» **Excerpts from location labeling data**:
** start **

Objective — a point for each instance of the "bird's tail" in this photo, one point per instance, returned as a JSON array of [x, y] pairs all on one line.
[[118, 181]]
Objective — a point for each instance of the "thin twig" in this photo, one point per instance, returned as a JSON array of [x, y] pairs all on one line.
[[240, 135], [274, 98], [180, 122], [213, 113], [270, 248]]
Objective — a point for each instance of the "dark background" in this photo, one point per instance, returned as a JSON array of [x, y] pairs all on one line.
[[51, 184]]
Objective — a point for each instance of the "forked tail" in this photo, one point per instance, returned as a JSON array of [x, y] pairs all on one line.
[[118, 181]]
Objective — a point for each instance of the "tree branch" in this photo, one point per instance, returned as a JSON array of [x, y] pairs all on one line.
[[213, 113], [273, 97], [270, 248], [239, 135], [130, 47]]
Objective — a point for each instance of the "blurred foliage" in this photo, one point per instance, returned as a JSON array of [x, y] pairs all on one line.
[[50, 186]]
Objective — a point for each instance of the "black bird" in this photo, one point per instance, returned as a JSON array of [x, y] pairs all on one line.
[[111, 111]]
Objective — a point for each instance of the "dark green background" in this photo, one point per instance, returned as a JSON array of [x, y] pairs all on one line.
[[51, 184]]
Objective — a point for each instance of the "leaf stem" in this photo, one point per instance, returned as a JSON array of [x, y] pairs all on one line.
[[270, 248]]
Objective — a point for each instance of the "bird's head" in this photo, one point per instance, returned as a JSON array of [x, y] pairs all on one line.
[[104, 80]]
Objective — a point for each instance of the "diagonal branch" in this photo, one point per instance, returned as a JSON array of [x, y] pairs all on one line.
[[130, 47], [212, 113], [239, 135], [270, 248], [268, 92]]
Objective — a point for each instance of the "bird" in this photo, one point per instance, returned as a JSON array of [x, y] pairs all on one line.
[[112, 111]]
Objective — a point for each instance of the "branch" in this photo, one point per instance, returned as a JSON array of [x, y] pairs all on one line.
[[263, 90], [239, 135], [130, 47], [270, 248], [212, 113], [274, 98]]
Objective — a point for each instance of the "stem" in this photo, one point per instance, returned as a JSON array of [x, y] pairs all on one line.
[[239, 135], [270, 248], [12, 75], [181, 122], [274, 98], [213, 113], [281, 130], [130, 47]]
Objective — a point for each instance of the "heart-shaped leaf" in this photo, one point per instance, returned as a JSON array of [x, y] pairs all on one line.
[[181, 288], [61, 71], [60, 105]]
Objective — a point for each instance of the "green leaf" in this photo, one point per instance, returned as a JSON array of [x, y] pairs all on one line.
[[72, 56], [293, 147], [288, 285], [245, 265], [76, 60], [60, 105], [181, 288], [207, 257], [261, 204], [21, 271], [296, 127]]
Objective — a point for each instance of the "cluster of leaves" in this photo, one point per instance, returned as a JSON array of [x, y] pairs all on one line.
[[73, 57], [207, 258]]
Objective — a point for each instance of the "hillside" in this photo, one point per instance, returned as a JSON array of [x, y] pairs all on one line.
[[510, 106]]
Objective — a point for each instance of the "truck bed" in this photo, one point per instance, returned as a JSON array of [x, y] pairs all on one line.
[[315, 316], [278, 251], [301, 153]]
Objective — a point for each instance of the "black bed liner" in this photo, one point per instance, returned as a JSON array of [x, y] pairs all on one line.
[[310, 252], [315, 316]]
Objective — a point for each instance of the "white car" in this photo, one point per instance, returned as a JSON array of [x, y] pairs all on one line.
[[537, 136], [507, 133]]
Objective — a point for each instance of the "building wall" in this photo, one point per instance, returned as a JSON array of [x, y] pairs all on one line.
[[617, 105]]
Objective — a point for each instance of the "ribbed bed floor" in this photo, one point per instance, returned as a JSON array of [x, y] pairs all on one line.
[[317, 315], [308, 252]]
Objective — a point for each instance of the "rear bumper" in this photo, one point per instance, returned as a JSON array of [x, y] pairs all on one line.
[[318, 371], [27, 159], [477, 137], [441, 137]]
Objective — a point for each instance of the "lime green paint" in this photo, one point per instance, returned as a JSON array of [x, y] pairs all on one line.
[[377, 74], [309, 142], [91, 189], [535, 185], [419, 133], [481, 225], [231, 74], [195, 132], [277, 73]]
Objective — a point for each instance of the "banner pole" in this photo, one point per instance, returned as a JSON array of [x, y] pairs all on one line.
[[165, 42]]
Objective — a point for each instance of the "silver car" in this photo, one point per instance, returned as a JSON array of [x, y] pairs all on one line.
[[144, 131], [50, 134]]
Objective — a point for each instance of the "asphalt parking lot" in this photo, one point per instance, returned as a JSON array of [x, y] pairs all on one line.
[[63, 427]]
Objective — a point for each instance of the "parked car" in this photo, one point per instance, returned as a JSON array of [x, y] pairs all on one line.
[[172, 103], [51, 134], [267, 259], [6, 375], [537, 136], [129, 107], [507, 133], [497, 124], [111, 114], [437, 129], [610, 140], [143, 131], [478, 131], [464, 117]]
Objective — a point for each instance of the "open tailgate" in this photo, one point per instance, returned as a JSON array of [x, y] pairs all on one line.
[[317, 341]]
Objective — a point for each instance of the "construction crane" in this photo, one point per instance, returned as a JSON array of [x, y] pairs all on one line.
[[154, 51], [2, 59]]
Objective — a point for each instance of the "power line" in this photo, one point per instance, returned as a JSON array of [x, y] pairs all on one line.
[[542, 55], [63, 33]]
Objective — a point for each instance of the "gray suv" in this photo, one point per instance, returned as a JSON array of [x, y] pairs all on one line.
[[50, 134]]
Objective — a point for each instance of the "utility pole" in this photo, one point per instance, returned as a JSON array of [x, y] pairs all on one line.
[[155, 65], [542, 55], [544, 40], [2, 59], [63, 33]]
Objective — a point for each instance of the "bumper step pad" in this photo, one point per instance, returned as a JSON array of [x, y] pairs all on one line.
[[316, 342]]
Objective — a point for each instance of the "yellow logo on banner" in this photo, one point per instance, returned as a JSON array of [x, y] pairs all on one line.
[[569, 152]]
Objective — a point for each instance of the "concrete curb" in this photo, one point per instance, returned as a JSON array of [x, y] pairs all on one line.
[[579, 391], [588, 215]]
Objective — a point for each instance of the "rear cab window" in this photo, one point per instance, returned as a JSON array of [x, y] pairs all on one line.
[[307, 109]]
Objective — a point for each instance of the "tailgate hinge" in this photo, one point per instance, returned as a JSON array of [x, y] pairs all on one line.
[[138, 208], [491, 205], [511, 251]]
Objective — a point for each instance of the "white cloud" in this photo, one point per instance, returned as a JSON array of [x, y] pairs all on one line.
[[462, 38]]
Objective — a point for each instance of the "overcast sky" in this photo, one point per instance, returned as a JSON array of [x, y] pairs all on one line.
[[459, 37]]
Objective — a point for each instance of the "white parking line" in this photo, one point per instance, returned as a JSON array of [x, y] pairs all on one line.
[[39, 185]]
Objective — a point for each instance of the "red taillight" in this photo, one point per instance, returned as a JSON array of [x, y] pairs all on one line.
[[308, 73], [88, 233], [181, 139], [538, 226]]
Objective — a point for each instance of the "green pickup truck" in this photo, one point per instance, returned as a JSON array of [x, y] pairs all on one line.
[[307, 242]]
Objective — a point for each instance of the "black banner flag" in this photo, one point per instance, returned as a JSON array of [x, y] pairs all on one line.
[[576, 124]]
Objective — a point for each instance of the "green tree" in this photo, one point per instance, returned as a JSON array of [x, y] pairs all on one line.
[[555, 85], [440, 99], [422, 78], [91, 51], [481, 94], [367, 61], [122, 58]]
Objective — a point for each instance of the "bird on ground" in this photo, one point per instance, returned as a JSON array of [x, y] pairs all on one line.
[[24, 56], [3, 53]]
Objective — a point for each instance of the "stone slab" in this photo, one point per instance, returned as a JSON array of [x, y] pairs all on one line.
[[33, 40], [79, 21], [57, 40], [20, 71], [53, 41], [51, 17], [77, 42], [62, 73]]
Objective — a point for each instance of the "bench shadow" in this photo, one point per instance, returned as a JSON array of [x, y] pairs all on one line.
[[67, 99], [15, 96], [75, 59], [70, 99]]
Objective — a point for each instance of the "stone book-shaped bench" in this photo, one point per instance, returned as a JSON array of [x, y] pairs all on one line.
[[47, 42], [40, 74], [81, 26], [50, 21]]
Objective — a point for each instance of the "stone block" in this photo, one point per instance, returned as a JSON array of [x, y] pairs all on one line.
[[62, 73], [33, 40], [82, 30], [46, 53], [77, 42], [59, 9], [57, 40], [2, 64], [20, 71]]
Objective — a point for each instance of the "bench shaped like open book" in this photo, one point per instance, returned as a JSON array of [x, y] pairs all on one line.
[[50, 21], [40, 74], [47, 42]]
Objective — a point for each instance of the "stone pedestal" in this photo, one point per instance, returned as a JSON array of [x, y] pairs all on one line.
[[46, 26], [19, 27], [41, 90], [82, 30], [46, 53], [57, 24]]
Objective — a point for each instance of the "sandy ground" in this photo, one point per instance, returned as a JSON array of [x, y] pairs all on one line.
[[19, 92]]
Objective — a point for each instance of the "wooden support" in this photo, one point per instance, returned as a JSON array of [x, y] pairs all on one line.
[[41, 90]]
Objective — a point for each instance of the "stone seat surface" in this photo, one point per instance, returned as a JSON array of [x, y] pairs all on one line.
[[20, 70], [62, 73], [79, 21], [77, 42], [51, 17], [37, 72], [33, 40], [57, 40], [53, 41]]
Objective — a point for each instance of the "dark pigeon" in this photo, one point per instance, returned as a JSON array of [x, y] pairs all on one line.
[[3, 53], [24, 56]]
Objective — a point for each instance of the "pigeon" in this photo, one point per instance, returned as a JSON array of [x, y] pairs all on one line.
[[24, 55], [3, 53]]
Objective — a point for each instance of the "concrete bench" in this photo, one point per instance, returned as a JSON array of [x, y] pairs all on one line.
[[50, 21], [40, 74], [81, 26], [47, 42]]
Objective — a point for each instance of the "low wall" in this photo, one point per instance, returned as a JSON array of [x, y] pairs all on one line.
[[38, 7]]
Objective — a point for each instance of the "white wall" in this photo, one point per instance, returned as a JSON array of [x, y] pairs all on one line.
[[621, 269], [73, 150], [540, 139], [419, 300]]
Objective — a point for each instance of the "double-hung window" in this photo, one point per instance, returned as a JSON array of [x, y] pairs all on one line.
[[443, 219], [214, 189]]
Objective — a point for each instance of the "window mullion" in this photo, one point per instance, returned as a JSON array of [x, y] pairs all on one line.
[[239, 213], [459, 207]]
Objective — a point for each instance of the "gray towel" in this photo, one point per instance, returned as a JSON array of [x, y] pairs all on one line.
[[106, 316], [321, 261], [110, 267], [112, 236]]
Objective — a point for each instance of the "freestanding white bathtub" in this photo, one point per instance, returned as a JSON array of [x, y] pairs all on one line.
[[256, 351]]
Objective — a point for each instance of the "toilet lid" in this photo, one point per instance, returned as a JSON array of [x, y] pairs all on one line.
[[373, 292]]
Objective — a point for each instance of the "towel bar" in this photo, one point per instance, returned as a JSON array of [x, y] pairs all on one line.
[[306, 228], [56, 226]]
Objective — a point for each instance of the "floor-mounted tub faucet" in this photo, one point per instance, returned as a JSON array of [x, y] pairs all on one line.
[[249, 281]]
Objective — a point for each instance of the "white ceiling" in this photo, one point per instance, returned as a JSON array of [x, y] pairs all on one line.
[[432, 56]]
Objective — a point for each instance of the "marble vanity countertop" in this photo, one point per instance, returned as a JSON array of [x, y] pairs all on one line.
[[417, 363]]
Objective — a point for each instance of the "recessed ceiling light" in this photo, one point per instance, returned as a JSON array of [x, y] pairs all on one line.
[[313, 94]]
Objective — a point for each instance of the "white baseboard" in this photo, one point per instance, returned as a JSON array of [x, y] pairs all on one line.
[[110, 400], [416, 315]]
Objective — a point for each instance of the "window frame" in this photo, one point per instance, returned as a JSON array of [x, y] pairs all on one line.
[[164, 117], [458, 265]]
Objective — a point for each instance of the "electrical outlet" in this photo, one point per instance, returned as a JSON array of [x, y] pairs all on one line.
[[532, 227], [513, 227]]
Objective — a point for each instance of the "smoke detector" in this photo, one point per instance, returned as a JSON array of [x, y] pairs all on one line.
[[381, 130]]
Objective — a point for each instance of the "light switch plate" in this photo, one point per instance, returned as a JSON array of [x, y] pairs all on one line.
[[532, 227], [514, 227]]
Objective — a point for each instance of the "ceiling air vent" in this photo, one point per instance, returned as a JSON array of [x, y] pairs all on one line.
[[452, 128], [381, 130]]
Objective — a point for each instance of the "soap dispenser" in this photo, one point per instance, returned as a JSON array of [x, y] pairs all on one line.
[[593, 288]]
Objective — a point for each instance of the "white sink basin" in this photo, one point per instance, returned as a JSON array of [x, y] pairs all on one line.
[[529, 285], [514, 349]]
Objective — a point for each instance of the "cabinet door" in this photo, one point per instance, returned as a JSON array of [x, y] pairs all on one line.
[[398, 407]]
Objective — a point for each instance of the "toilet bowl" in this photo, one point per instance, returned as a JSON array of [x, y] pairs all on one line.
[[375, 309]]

** end **

» **What you need to do**:
Gather every line of the material above that contains the string "book", and reproduce each one in full.

» **Problem solution**:
Objective — a point for each instance of the "stone book-shaped bench" in this photo, one point per instance, returned as a JSON array of [x, y] pairs all on one line.
Objective — a point for each instance of the "bench shaped like open book" in this photo, one point per instance, returned as a JSON array of [x, y] pairs all on one line.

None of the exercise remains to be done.